**EXERCISE PASSAGE**
The situation is being investigated by the National Parks and Wildlife Service (NPWS) of the Department of Culture, Heritage and the Gaeltacht, Inland Fisheries Ireland (IFI), the Marine Institute, and Tipperary County Council.

The kill has impacted white-clawed crayfish only. Other freshwater animals are not affected. This is a characteristic feature of the disease which only infects species of crayfish but causes 100% mortality.

There is no indication at this stage of how the disease reached the Lorrha River. It is however known that the outbreak on the Suir involved a different strain of the disease to that in the Cavan outbreak.

Samples from the Lorrha River are being tested to determine which strain has caused the outbreak of the disease.

All agencies involved in managing and protecting the rivers in Ireland have expressed concern that another outbreak has been detected, and are reiterating their advice and guidance to all users of the river to implement routine cleaning and drying of their equipment once they leave the river and before using it again.

This is especially important as it is known that the crayfish plague organism can be carried on wet equipment to new sites. Containment of the outbreak is essential to prevent spread to other as yet unaffected populations in Ireland.

Anyone using the river is being urged to observe the Check, Clean and Dry protocol. All wet gear should be checked for any silt or mud, plant material or animals. It then should be cleaned and finally dried. Disinfectant or hot water (over 60C) should be used to clean all equipment followed by a 24-hour drying period. This should be adopted as standard practice in all freshwaters.

Source data
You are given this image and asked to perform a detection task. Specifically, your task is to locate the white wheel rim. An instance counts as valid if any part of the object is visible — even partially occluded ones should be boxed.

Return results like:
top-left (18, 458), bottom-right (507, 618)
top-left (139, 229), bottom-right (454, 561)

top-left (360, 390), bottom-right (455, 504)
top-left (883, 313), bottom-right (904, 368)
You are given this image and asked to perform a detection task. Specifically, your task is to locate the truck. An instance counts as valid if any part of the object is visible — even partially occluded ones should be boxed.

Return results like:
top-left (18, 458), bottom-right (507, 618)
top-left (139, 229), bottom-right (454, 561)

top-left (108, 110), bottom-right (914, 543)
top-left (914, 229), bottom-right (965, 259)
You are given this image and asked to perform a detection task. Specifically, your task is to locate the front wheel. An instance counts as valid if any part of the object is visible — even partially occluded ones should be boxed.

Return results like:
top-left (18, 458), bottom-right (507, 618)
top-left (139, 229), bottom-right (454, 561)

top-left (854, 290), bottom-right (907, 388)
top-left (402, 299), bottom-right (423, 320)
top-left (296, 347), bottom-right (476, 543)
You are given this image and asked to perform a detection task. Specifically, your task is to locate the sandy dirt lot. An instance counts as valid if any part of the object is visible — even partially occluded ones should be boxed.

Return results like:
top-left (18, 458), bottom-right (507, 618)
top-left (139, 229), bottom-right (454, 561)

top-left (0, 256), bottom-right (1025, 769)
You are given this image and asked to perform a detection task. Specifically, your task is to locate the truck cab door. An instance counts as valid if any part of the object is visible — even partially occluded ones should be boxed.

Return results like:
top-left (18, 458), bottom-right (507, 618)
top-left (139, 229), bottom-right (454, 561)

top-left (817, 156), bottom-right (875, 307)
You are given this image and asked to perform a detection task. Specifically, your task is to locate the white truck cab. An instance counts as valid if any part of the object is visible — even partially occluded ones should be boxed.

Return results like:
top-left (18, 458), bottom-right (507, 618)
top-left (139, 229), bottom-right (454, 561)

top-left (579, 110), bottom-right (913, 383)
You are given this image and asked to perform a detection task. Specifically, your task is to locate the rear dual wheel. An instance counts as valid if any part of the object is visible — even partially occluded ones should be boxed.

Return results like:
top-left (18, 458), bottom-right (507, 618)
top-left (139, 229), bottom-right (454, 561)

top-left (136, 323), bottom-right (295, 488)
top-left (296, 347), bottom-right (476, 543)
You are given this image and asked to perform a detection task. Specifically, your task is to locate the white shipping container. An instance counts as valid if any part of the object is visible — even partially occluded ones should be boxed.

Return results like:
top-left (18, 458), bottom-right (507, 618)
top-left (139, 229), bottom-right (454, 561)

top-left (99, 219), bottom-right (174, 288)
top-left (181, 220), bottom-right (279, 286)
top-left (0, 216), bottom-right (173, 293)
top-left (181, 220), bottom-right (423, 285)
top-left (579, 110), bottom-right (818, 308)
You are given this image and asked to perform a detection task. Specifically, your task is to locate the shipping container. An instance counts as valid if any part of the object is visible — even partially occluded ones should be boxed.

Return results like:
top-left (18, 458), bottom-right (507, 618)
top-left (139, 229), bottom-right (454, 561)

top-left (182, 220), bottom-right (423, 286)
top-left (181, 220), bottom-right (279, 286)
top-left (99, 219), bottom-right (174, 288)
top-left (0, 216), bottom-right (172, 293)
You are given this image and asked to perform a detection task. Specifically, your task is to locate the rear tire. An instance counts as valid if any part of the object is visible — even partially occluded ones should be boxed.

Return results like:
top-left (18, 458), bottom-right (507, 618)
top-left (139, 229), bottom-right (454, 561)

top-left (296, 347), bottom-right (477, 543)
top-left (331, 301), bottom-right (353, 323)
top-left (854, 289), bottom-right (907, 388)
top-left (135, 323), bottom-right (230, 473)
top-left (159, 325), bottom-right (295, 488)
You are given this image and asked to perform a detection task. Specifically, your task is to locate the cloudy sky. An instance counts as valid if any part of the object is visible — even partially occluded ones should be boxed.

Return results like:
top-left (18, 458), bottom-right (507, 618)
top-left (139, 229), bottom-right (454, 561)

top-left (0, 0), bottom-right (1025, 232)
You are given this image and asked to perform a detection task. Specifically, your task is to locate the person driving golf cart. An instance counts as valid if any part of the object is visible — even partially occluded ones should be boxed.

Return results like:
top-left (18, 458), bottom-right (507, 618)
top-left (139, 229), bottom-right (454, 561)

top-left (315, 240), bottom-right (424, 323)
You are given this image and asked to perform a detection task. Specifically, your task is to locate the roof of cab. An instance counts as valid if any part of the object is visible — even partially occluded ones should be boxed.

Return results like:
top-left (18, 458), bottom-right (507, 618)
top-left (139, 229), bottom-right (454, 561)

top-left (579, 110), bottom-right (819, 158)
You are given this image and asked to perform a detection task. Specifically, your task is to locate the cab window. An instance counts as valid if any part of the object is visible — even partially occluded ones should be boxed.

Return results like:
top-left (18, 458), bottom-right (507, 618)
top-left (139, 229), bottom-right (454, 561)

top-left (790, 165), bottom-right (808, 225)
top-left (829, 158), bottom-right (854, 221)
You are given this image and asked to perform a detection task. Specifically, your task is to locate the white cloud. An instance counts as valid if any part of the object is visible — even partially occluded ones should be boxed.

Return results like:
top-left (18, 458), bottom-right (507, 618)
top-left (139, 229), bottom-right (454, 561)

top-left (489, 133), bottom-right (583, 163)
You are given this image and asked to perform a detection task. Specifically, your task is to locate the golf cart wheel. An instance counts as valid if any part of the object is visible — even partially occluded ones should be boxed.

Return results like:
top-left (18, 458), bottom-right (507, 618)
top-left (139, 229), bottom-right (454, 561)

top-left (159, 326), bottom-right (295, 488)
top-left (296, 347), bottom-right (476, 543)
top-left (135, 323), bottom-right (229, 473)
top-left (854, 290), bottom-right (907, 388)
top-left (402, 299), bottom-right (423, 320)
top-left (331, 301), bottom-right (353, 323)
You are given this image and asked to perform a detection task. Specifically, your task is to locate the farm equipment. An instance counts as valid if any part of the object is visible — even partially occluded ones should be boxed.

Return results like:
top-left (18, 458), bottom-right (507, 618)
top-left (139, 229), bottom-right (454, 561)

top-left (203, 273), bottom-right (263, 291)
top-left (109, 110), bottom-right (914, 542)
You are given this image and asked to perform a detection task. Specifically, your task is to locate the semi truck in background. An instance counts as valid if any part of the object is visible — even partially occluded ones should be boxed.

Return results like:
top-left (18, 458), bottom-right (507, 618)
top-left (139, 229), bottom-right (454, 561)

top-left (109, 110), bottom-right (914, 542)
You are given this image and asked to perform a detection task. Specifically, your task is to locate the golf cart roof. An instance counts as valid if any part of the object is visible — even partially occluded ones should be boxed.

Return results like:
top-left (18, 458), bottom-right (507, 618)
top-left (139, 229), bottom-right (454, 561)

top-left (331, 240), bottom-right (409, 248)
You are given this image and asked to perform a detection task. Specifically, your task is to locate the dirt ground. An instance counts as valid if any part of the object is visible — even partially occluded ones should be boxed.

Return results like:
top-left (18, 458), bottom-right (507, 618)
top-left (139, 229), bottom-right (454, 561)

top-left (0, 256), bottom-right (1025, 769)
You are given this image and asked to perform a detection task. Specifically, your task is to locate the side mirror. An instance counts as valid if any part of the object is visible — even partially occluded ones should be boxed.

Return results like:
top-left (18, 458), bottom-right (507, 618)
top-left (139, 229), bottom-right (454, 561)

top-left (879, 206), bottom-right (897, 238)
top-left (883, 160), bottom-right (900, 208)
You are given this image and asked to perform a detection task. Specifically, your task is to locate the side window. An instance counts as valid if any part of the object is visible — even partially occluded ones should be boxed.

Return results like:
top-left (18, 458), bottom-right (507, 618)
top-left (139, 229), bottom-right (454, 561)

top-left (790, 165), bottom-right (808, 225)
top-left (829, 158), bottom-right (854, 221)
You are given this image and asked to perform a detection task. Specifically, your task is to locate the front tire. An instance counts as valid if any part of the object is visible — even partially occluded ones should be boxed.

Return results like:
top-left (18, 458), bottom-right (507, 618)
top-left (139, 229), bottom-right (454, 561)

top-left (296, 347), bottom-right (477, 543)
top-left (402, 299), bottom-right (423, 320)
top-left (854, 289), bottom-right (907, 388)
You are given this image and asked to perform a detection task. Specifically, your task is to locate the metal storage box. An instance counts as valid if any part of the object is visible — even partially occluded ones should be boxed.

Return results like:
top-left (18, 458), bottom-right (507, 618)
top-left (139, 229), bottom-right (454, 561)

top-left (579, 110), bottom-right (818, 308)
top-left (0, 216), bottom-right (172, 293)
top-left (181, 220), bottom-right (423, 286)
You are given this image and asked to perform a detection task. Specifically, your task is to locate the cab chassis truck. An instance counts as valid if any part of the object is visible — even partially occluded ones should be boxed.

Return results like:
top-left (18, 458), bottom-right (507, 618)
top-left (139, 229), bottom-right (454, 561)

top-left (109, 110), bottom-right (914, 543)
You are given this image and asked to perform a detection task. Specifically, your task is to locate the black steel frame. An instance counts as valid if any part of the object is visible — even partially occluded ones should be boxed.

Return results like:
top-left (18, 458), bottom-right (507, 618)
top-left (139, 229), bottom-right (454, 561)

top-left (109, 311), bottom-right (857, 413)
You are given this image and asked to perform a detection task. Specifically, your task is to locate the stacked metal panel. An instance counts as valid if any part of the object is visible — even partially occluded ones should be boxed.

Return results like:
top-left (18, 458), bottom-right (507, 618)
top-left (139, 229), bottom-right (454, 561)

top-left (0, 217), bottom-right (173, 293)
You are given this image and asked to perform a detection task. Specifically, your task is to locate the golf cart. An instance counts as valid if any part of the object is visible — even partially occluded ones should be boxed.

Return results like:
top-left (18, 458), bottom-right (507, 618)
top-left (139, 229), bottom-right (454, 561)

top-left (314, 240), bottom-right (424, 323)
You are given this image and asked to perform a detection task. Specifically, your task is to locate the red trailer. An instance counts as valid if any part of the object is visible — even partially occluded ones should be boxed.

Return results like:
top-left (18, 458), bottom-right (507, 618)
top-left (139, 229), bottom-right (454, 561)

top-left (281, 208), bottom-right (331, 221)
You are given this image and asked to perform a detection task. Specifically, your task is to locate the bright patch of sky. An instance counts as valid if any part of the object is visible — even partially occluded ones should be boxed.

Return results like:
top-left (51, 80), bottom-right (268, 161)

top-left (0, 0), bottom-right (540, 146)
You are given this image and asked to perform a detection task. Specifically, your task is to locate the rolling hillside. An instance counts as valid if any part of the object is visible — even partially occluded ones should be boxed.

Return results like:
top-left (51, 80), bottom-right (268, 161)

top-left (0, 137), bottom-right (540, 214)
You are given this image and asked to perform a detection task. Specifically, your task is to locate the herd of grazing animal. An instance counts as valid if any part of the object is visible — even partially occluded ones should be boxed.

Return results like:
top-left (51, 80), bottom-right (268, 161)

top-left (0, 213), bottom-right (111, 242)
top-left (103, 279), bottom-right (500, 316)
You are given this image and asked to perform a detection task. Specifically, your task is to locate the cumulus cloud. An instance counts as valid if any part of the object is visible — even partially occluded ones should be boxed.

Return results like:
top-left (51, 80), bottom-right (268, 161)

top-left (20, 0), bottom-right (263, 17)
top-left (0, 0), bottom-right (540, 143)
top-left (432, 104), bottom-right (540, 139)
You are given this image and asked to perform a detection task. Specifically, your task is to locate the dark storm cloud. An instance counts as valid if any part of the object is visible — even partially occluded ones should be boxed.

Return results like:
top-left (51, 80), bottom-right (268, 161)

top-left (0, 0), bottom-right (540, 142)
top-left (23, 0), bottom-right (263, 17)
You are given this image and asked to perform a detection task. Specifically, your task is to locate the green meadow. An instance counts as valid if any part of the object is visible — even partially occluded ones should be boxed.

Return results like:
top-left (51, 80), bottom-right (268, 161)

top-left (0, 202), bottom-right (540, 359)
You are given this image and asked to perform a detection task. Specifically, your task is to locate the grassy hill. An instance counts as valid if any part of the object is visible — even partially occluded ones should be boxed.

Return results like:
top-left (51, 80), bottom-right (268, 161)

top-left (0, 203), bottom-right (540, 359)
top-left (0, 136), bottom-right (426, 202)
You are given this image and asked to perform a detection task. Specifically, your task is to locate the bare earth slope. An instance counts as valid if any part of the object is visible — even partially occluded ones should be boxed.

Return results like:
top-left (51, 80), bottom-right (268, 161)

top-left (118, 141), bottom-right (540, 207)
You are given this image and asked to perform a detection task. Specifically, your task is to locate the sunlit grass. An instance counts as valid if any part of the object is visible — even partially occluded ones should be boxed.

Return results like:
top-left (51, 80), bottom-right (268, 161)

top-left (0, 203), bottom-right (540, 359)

**WHAT TO DO**
[a] Decide whether each statement agrees with the crayfish plague text, answering yes or no and quoting the deciding words. (i) Freshwater animals other than crayfish were also killed. (ii) The Suir outbreak involved a different strain of the disease from the Cavan outbreak. (iii) After cleaning, equipment should be dried for 24 hours.
[b] Reproduce the crayfish plague text between "The situation is" and "of the disease.", inclusive.

**ANSWERS GIVEN**
[a]
(i) No: "The kill has impacted white-clawed crayfish only. Other freshwater animals are not affected."
(ii) Yes: "It is however known that the outbreak on the Suir involved a different strain of the disease to that in the Cavan outbreak."
(iii) Yes: "Disinfectant or hot water (over 60C) should be used to clean all equipment followed by a 24-hour drying period."

[b]
The situation is being investigated by the National Parks and Wildlife Service (NPWS) of the Department of Culture, Heritage and the Gaeltacht, Inland Fisheries Ireland (IFI), the Marine Institute, and Tipperary County Council.

The kill has impacted white-clawed crayfish only. Other freshwater animals are not affected. This is a characteristic feature of the disease which only infects species of crayfish but causes 100% mortality.

There is no indication at this stage of how the disease reached the Lorrha River. It is however known that the outbreak on the Suir involved a different strain of the disease to that in the Cavan outbreak.

Samples from the Lorrha River are being tested to determine which strain has caused the outbreak of the disease.